What you are asked to do = Please reproduce exactly the line that contains "column 74, row 58" and every line after it through the end of the records below, adding nothing else.

──────── Data provided

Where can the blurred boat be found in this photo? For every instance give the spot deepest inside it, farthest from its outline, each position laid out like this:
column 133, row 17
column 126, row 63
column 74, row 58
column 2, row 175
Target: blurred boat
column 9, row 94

────────────────

Task response =
column 74, row 58
column 2, row 175
Target: blurred boat
column 9, row 94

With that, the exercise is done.